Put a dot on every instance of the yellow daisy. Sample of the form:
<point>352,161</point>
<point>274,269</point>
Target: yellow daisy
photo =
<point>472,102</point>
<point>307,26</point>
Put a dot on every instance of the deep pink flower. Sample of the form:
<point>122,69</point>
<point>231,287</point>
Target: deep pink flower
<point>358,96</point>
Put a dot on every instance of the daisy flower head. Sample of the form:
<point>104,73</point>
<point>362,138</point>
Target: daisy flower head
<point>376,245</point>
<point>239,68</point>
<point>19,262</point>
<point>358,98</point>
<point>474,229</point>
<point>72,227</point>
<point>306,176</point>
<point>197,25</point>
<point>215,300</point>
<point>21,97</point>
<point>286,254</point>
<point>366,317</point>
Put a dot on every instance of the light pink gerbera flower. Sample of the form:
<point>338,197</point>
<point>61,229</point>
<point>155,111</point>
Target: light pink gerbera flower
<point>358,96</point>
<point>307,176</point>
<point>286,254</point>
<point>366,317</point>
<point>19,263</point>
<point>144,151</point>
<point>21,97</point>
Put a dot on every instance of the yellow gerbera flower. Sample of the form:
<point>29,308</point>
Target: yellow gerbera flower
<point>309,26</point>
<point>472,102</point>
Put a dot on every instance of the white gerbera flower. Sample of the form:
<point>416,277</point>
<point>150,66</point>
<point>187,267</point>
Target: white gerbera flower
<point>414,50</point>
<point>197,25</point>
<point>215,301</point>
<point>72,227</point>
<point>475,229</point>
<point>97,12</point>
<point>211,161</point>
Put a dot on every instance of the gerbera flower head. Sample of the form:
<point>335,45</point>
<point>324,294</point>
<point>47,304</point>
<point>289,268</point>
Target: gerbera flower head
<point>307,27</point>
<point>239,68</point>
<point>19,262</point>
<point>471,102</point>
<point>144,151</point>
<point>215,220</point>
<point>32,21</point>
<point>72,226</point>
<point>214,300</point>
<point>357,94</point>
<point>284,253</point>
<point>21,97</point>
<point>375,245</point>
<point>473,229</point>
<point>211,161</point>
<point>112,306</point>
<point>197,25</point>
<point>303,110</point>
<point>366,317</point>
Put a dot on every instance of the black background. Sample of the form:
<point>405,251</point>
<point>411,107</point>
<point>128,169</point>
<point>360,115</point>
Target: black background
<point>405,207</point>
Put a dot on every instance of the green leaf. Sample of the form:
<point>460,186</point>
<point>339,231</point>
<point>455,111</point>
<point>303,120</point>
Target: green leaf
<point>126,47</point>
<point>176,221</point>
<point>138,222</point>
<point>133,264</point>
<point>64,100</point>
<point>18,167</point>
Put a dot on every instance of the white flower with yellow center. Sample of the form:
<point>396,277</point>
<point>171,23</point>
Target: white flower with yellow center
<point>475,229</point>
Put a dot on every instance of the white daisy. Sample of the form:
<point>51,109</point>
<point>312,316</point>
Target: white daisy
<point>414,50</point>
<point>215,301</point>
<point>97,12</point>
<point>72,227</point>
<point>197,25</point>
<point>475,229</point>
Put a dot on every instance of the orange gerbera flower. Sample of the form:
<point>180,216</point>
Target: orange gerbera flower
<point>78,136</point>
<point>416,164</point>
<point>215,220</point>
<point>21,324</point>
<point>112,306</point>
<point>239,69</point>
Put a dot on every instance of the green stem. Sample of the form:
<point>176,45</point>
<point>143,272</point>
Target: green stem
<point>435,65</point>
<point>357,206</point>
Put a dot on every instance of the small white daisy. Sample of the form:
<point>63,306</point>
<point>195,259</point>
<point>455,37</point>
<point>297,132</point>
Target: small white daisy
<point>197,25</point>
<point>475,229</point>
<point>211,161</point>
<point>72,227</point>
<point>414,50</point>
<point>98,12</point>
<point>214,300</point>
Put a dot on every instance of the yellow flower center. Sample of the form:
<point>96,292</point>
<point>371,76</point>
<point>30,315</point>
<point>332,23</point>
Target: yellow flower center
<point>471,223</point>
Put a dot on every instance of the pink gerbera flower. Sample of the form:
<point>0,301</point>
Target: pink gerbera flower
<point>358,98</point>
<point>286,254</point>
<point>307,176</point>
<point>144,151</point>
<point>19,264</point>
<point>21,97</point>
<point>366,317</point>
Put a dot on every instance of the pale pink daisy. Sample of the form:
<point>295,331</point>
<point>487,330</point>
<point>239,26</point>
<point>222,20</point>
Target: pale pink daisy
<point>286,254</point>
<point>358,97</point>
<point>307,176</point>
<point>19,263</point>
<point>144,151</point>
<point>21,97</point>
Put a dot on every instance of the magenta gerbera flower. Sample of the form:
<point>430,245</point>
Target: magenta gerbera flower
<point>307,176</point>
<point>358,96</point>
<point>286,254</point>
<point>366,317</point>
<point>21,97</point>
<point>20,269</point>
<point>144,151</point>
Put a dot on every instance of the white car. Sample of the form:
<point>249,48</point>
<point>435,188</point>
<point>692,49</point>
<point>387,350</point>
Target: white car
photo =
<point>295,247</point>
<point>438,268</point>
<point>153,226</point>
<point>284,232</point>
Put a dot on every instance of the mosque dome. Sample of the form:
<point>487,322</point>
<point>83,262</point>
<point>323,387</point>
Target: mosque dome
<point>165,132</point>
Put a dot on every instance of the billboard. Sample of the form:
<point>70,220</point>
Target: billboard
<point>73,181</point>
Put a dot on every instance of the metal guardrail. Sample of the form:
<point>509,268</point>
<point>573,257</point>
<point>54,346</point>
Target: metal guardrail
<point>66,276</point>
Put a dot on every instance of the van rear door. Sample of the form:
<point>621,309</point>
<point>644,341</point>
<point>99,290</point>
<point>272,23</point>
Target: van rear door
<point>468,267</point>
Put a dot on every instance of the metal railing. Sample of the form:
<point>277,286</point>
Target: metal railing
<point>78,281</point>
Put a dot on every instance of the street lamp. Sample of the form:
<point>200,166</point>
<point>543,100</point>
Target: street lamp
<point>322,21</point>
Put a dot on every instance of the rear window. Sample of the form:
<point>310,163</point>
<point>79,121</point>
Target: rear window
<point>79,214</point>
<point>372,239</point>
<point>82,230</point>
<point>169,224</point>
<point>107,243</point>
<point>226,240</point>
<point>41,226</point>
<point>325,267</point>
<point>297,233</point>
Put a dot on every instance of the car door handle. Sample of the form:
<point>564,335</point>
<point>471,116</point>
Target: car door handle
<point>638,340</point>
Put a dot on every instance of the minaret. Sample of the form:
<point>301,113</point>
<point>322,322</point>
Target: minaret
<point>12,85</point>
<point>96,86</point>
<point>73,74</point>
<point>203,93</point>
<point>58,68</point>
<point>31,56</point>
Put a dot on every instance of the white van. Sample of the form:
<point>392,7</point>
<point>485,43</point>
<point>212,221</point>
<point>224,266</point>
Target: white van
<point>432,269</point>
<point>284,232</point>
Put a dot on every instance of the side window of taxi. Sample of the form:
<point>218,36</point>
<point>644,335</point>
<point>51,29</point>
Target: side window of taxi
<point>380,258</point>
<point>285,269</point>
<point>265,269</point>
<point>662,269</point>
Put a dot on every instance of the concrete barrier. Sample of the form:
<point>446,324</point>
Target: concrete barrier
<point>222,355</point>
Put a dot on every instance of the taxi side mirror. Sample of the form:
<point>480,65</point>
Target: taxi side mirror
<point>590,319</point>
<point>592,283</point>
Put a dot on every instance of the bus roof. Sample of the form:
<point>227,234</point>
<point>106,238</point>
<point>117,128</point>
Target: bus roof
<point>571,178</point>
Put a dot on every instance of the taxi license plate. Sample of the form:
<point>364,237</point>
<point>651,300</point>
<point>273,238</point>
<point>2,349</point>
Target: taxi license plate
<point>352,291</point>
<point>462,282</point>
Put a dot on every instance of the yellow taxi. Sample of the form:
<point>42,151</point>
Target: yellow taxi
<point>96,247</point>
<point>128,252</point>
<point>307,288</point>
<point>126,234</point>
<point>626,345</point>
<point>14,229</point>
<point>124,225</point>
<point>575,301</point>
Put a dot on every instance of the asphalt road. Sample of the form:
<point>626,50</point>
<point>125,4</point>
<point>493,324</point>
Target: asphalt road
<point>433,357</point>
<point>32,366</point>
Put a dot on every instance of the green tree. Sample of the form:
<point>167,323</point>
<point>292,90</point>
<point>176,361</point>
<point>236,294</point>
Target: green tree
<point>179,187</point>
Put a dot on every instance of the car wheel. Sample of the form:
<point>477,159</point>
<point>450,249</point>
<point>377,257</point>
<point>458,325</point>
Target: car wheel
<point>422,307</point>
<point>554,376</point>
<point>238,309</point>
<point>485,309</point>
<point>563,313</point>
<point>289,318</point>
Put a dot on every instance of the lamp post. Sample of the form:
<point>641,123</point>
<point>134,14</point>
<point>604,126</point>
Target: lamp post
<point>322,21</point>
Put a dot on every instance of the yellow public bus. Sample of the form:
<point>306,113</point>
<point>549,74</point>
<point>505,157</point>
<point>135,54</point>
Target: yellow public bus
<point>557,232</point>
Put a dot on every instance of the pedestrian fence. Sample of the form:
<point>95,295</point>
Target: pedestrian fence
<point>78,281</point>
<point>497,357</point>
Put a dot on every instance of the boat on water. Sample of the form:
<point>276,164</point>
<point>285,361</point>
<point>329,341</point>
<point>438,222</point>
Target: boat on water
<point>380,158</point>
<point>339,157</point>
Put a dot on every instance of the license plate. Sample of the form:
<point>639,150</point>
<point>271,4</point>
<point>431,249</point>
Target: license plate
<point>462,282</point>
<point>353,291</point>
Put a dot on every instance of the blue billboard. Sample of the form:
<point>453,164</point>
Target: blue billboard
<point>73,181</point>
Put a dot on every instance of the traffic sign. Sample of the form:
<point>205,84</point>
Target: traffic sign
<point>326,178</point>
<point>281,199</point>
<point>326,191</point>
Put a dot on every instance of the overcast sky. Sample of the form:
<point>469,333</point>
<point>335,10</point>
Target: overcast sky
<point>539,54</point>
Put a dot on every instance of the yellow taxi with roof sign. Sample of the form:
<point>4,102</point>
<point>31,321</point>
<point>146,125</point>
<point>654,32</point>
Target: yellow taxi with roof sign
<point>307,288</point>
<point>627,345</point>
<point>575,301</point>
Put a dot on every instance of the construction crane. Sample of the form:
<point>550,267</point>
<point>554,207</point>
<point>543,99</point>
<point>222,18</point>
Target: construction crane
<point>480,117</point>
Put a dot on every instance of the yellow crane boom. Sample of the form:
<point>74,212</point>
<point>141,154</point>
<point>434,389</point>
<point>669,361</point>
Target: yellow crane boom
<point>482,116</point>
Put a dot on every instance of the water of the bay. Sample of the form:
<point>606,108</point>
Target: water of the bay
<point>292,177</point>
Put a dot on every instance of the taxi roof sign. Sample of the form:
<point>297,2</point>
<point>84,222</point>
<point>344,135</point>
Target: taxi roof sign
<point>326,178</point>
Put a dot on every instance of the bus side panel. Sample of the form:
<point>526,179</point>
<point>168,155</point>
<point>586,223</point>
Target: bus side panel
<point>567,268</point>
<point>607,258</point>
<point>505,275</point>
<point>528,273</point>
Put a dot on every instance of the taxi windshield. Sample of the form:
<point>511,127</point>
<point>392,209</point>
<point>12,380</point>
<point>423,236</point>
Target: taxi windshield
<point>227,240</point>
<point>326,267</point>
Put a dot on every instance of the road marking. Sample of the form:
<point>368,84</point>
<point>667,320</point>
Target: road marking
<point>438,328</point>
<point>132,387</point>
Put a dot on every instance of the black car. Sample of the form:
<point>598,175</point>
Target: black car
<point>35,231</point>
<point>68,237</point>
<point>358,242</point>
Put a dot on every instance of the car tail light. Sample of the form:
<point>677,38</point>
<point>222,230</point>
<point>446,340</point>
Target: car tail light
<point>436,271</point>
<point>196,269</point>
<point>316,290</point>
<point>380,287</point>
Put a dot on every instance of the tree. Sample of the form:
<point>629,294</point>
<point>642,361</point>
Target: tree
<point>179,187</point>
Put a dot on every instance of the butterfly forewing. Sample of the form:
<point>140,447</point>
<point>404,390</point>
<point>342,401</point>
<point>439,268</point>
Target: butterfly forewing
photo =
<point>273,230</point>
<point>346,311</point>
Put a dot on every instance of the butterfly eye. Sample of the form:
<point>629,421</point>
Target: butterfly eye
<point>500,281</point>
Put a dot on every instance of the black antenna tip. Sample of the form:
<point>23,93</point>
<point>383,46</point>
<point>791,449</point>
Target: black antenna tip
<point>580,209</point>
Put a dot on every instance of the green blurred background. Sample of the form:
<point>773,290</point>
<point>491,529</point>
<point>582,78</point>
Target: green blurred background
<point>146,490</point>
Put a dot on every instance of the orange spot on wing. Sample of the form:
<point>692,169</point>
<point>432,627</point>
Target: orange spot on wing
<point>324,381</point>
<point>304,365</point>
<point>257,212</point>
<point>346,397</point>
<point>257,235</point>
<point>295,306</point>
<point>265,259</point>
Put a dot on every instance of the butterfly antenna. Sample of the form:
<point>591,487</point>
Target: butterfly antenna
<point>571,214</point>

**INSTRUCTION:** From the data above, extract the stretch from the line containing "Put a dot on every instance of the yellow taxi." through the line containing "<point>32,366</point>", and repeat those lines exactly, with nothing else.

**RESULT OF THIS TASK:**
Put a dot on every instance of the yellow taxi. Sample of the form:
<point>42,151</point>
Target: yellow taxi
<point>96,247</point>
<point>128,252</point>
<point>307,288</point>
<point>126,234</point>
<point>626,345</point>
<point>14,229</point>
<point>124,225</point>
<point>575,301</point>
Put a dot on every instance of the asphalt road. Sample of the form:
<point>626,50</point>
<point>125,4</point>
<point>493,324</point>
Target: asphalt road
<point>433,357</point>
<point>32,366</point>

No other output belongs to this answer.